Task item A -> According to the article on the Hertz bankruptcy case, how much total value did the company's former shareholders receive when it was sold to private equity funds?
Task item B -> Rewrite the article on the Hertz bankruptcy case between "Representatives for Hertz" and "private equity funds.", inclusive, substituting "health crisis" for "pandemic".
Task item C -> Carry on writing the article on the Hertz bankruptcy case from its last sentence.

Text block ->
By Dietrich Knauth
Jan 12 - The U.S. Supreme Court declined on Monday to hear Hertz's HTZ.O challenge to a lower court ruling finding that it was still on the hook for $270 million in interest payments that it owes to bondholders who were paid off early during the car rental company's 2021 bankruptcy.
Hertz had argued that the debt should not have been reinstated, because U.S. bankruptcy law typically stops interest from accruing after a company files for Chapter 11 protection. The U.S. Solicitor General had recommended against taking the case, as did the bondholders who won the battle in lower courts.
Representatives for Hertz and the bondholders did not immediately respond to a request for comment.
Hertz filed for bankruptcy in May 2020 in the midst of the COVID-19 pandemic as shutdowns sharply reduced demand for travel and car rentals. The company’s revenues rebounded after it filed for Chapter 11 protection, and the bankruptcy was an unexpected success for the company's former shareholders, who received $1.1 billion in total value when the company was sold to a group of private equity funds.
A group of Hertz’s bondholders appealed a court ruling that approved the company’s bankruptcy, arguing that the payout to equity holders improperly came at the expense of bondholders, who were repaid a total $2.7 billion in Hertz’s bankruptcy.
A 2-1 panel of the 3rd U.S. Circuit Court of Appeals in 2024 ruled in the bondholders' favor, putting Hertz back on the hook for additional interest costs that had been discharged by the bankruptcy court.

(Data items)

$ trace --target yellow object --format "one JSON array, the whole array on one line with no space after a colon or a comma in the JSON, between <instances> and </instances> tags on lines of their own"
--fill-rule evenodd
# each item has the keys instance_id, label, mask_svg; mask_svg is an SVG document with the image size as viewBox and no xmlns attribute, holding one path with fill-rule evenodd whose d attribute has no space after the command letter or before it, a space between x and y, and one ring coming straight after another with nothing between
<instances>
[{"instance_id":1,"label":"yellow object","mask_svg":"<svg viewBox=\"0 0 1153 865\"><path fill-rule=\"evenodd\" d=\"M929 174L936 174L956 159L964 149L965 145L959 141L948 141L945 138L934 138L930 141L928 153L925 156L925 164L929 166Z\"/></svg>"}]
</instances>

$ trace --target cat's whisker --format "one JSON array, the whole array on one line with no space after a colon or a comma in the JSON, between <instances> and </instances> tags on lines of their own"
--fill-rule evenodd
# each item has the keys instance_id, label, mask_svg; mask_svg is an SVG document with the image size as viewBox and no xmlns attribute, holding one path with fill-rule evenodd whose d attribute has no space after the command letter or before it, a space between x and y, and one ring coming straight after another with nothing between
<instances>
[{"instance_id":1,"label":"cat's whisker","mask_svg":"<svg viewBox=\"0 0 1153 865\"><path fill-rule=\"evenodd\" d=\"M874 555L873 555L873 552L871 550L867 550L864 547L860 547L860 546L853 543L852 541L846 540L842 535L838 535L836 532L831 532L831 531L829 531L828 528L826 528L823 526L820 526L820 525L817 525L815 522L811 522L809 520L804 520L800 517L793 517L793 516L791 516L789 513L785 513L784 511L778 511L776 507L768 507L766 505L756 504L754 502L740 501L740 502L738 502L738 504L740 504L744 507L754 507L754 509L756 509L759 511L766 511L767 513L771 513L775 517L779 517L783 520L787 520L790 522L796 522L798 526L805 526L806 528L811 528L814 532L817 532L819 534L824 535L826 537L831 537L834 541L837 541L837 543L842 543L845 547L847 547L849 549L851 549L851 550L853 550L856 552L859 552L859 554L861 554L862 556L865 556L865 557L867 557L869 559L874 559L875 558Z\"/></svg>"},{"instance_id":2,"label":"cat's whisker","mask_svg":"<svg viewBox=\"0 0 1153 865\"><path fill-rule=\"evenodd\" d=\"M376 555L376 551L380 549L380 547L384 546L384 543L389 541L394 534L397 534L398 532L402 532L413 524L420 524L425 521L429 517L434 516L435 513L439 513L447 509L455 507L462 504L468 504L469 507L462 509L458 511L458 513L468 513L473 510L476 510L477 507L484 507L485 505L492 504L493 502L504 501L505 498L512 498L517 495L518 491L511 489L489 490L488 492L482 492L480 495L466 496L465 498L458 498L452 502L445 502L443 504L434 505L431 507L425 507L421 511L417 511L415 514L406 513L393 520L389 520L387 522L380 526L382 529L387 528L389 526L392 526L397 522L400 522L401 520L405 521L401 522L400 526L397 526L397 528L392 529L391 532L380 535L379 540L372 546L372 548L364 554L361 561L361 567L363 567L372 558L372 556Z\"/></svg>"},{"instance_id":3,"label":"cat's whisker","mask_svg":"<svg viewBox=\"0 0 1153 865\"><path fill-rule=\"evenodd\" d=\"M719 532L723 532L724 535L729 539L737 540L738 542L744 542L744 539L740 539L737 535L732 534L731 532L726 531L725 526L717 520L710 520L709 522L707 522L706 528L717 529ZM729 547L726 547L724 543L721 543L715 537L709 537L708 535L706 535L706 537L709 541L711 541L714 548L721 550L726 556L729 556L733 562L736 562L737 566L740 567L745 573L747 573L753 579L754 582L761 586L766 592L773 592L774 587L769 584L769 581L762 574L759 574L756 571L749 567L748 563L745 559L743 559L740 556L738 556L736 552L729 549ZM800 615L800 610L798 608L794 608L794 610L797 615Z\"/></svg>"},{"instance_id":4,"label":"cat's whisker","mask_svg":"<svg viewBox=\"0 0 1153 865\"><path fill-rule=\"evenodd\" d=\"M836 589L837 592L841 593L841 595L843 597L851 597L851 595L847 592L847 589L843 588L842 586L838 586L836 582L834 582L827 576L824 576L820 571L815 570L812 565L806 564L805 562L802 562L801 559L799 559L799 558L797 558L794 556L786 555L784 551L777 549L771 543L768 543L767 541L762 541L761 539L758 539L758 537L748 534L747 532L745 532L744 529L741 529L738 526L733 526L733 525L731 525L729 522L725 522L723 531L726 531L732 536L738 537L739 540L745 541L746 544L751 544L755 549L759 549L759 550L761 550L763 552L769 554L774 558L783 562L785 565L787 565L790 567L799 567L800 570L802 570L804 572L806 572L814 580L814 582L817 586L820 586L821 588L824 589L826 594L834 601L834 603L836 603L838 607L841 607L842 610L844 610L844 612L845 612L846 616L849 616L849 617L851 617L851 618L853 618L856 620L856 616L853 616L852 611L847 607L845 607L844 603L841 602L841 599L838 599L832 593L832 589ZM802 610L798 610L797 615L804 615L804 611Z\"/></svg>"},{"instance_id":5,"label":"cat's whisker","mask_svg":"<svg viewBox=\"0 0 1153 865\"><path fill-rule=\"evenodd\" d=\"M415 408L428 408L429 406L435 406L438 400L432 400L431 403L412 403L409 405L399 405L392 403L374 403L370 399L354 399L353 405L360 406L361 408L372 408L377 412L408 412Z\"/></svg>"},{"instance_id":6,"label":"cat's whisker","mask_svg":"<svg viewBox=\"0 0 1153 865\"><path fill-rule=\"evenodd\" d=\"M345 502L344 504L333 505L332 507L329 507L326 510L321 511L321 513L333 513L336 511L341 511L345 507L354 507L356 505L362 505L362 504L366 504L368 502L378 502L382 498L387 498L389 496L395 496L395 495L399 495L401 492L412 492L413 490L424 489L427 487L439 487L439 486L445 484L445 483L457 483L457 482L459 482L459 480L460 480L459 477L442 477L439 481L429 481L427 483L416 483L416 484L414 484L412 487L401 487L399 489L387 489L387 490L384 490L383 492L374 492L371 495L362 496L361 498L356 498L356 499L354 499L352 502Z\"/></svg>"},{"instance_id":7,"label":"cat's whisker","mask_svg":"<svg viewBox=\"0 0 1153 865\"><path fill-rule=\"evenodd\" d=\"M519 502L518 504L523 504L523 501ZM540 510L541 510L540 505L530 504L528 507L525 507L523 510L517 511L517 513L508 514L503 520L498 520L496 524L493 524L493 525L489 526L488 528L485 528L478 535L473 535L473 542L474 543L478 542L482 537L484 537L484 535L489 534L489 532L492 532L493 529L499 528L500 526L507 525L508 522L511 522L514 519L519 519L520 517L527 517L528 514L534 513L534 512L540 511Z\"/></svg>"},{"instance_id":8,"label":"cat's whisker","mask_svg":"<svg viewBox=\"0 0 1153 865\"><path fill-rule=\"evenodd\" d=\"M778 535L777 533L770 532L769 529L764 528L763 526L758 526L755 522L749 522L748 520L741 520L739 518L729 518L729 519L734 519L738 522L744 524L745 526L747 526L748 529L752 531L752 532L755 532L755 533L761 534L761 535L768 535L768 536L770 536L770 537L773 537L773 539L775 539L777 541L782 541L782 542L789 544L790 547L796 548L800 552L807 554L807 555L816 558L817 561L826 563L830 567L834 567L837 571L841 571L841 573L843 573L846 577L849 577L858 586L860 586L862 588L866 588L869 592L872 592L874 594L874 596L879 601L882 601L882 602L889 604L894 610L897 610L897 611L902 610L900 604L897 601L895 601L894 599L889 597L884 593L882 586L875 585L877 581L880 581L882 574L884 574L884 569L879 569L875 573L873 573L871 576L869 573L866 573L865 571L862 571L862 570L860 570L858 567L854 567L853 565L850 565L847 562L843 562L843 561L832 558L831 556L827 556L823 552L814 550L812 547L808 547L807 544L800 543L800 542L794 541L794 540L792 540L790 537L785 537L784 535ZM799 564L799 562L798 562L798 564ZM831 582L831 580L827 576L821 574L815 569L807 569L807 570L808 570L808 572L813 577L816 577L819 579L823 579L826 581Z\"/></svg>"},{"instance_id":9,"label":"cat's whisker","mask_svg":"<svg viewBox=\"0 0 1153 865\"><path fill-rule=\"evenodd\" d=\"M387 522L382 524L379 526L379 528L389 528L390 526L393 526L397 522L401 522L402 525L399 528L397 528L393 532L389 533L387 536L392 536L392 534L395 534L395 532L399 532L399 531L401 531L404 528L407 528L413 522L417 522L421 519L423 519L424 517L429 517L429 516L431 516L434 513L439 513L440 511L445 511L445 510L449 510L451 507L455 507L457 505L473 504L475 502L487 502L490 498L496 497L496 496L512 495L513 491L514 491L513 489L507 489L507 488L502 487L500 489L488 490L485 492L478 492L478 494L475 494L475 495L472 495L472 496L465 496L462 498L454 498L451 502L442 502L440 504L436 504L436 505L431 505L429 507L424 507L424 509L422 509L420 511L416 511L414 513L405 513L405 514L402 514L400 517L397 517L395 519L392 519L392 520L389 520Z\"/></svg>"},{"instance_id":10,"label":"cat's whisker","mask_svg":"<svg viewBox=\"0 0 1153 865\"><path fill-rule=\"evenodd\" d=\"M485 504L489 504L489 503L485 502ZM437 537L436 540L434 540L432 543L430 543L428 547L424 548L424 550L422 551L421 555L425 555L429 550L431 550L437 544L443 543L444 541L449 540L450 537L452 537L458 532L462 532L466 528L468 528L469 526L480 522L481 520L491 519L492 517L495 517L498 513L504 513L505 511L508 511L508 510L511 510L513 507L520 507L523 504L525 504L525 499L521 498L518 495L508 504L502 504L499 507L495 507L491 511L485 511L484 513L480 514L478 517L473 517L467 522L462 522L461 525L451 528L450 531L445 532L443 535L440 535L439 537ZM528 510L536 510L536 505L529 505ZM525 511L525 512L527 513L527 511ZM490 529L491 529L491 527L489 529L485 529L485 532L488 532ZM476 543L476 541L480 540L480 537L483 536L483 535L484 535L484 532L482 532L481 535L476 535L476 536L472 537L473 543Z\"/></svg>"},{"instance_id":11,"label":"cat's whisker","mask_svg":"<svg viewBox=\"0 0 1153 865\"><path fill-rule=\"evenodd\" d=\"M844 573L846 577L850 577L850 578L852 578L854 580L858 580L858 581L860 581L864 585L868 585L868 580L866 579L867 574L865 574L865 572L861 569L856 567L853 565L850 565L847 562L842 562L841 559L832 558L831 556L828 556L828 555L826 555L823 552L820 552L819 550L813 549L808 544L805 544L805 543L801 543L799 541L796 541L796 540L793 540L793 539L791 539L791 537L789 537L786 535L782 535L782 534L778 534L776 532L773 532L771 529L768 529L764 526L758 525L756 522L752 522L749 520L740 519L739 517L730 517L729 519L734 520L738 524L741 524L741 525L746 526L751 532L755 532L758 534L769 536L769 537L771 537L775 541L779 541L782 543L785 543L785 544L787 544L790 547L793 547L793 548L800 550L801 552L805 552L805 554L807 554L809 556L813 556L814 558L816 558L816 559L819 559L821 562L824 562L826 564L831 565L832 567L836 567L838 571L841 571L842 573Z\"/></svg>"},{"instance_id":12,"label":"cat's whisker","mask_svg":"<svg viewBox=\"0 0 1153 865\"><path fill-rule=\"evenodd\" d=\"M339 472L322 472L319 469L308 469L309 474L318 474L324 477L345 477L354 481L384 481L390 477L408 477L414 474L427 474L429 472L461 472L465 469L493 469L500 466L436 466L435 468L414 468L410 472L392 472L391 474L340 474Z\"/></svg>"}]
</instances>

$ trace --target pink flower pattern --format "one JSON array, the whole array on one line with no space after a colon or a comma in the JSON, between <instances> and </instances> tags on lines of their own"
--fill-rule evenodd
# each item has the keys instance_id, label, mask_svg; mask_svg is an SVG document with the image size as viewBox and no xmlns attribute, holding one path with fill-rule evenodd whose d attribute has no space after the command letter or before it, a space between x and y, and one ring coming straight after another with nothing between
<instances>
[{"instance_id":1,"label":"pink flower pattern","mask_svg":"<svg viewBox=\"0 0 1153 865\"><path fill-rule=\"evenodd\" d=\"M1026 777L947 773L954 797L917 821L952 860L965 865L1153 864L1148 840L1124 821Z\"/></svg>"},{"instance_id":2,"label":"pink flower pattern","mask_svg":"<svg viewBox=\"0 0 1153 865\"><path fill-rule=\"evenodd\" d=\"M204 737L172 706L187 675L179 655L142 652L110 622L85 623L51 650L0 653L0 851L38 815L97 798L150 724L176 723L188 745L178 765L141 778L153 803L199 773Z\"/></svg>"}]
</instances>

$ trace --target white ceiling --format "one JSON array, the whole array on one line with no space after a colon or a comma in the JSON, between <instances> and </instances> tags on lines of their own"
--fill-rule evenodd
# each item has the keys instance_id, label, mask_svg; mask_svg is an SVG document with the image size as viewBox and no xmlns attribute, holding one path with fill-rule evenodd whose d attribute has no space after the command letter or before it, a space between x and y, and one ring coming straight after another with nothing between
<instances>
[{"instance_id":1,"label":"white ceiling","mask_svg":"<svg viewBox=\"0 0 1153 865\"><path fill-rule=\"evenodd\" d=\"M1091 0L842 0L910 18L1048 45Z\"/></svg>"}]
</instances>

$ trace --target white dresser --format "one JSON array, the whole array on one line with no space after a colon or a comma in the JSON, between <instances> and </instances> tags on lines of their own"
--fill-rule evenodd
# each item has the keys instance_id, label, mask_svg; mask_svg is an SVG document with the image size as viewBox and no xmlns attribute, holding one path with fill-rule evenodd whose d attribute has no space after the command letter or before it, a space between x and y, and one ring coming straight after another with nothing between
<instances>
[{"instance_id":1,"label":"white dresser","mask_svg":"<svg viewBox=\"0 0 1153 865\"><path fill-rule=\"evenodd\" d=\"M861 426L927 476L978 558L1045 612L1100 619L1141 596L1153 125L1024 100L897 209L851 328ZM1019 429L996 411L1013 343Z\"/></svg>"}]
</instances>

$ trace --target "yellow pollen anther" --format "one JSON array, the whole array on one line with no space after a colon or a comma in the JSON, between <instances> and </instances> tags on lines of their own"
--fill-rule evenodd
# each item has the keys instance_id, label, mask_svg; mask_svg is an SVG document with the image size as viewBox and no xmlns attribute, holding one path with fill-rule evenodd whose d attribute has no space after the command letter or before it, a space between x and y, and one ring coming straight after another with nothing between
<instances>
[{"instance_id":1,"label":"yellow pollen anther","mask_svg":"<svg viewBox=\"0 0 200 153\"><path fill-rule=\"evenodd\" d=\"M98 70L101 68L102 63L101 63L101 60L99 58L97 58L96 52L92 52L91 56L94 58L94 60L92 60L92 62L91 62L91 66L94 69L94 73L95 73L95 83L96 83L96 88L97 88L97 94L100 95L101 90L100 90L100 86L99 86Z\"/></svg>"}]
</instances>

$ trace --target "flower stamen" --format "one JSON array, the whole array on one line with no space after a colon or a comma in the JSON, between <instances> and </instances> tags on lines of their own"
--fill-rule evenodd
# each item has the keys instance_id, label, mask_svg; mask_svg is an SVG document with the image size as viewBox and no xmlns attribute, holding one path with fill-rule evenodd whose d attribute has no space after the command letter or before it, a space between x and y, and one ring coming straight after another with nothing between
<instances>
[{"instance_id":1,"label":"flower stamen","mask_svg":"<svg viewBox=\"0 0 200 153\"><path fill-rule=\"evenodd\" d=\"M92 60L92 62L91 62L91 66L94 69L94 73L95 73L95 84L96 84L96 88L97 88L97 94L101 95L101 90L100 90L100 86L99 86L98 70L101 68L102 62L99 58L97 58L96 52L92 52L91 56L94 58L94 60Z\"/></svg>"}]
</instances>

Written answer A -> $1.1 billion

Written answer B ->
Representatives for Hertz and the bondholders did not immediately respond to a request for comment.
Hertz filed for bankruptcy in May 2020 in the midst of the COVID-19 health crisis as shutdowns sharply reduced demand for travel and car rentals. The company’s revenues rebounded after it filed for Chapter 11 protection, and the bankruptcy was an unexpected success for the company's former shareholders, who received $1.1 billion in total value when the company was sold to a group of private equity funds.

Written answer C ->
Hertz’s credit agreements allowed bondholders to claim “make whole” payments if the debt was repaid early, to compensate them for the loss of expected interest payments. Those “make whole” payments would have amounted to $270 million if Hertz had repaid its bonds in 2021 without filing for bankruptcy.
U.S. bankruptcy law typically disallows interest from accruing after a company files for bankruptcy. The 3rd Circuit concluded that the prohibition was written for the typical bankruptcy case when there is not enough money to pay creditors, and not for cases like Hertz, which was “flush with cash” by the time it exited bankruptcy.
Hertz argued that the court got it wrong, saying that U.S. bankruptcy law’s express prohibition on post-petition interest overrides the general principle that creditors should be paid in full before equity shareholders get any recovery.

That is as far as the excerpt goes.